### [Texte à lire]
===

Effectivement contrairement au retour, pour l'aller je passe par CDG, Djeddah, Maurice et enfin la réunion, environ 30h de trajet dont 6 heures d'attente à Djeddah. Quand j'arrive à Maurice, j'ai pas ma carte d'embarquement pour la réunion et j'ai qu'une heure et je ne sais pas si ma valise arrive à la réunion ou à Maurice. Petit coup de speed mais tout est ok ma valise sera livrée à la réunion.
Arrivée, à Saint Denis, soulagement je vois ma valise , ouf. A la sortie de l’aéroport je prends le bus apres deux heures d'attente. A 20h00, je suis dans le studio AirBNB, quel trajet : départ Toulouse samedi 10h45, arrivé 33h apres !
Le lundi, visite de saint Denis et mardi départ vers Saint Pierre avec quelques arrêts touristiques. Mercredi matin, la pression monte, retrait des dossards de 8h30 à 11h30 au centre de Saint Pierre, mais cela passe vite je discute avec des locaux, un corse et un métro qui revient de blessure et a quasiment pas couru pendant 6 mois cette année !
L'apres midi visite de la vanilleraie bleue à Saint Philippe, le top de la vanille sur l'ile. Retour sur Saint Pierre je prends le dernier bus qui ne passait jamais, 45 min de retard !
Jeudi repas patate douce, pates cuites au micro-ondes dans un verre (j'avais loué une chambre) et je prépare mes trois sacs (sacs qui seront amenés par l'organisation aux ravitos bases de vie).
Herve qui loue la chambre apres moi viens de voir le départ de la course et me dit qu'il y a au moins 2 km pour y aller. Super gentil il me propose de m'accompagner et me prend deux sacs, moi je prends le troisième et mon sac à dos.
Effectivement apres 20 à 30 min de marche on arrive au départ vers 19h45, tout le monde attend. Heureusement qu'Hervé m'a aidé je pense que sans lui j'aurais bien galéré.

===

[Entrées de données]
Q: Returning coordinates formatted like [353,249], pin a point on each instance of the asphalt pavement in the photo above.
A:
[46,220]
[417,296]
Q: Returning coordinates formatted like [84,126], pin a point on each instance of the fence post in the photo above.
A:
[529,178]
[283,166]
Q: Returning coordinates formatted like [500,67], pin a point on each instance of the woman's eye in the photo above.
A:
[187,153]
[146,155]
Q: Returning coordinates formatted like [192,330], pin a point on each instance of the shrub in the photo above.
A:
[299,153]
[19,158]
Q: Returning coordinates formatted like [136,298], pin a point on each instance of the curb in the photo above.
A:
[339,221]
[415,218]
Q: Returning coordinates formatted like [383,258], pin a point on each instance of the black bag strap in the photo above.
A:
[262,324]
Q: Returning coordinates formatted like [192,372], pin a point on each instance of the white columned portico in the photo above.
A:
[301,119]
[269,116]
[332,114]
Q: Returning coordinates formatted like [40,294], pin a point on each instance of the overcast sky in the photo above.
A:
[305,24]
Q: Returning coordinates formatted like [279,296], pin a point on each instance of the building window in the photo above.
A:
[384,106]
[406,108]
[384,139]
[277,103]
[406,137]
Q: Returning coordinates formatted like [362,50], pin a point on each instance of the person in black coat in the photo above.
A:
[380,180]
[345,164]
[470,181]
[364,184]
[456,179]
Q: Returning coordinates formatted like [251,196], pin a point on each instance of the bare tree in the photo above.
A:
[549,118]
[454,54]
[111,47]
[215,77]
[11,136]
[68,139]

===

### [Question courte]
Selon le texte, combien d'heures d'attente à Djeddah le trajet aller comprend-il ? Ces lignes forment un matériau indépendant du texte.

### [Réponse]
Six heures.